__WORK TO COMPLETE__. Check the entries below and say how many lines include the word "striped". No other text is wanted.

__RECORDS SHOWN__.
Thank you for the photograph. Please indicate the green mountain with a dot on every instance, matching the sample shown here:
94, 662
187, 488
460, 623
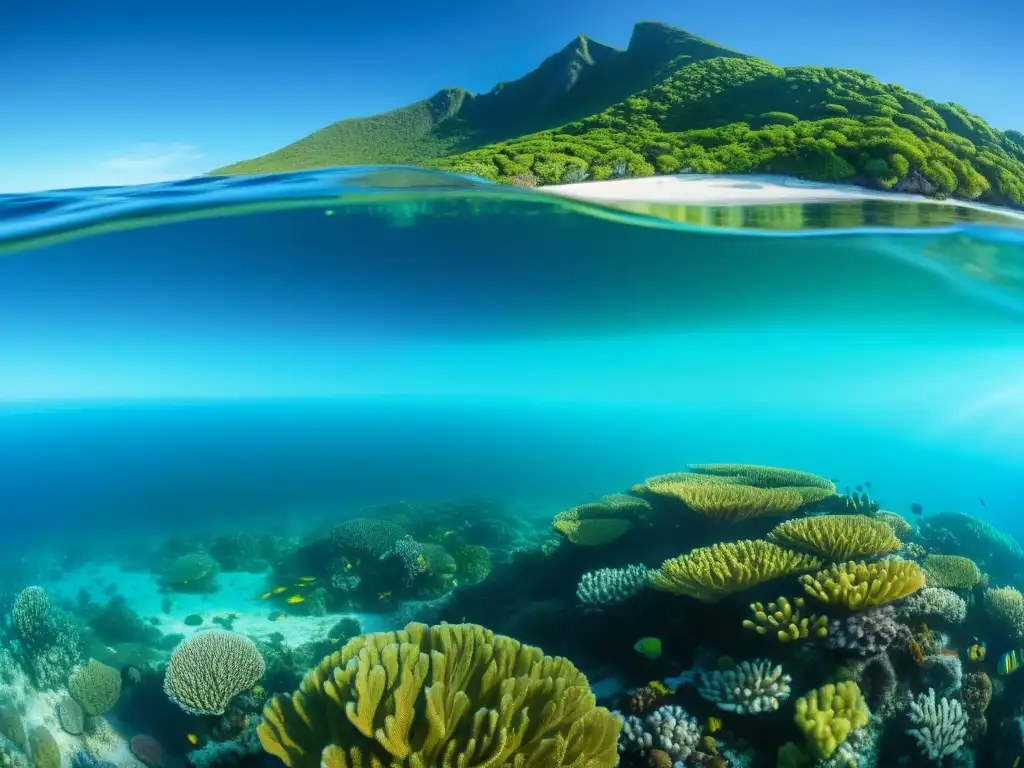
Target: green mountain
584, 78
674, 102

--

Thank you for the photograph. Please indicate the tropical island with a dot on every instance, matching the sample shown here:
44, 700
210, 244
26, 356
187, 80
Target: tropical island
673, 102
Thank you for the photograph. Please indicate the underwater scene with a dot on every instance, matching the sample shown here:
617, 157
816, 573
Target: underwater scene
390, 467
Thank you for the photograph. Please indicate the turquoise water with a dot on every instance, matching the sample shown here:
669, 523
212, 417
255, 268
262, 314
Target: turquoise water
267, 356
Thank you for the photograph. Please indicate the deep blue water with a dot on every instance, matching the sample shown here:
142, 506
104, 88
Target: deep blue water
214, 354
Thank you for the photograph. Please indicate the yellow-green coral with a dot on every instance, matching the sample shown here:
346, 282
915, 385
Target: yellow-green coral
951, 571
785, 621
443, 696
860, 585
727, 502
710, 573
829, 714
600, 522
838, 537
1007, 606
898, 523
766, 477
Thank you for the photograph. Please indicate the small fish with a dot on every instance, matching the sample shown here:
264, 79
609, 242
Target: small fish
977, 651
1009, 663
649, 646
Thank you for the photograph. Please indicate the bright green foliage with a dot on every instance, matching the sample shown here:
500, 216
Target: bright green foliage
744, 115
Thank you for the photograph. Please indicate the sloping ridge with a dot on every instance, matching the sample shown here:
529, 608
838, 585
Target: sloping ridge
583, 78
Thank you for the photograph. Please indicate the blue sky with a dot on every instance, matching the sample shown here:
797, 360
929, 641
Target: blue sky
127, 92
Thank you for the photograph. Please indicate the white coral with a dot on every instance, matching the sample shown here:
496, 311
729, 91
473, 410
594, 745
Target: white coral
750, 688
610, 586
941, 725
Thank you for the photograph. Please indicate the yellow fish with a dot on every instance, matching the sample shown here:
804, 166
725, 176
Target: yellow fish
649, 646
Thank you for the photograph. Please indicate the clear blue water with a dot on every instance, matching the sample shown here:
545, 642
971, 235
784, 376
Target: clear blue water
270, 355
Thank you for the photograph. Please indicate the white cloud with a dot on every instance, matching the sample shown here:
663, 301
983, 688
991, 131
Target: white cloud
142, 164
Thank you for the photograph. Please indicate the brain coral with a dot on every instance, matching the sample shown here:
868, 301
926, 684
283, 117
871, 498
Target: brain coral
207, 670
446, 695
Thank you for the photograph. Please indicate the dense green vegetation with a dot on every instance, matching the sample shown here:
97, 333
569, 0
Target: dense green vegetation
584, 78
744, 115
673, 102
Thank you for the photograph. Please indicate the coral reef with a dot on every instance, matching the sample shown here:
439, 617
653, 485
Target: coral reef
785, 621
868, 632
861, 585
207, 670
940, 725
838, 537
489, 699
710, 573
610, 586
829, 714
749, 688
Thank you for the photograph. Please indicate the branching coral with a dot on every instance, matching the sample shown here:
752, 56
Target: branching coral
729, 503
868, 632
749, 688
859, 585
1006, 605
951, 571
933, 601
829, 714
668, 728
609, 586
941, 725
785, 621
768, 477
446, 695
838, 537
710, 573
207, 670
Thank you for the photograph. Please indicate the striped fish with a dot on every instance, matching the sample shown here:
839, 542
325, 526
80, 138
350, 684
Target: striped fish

__RESPONSE AREA__. 2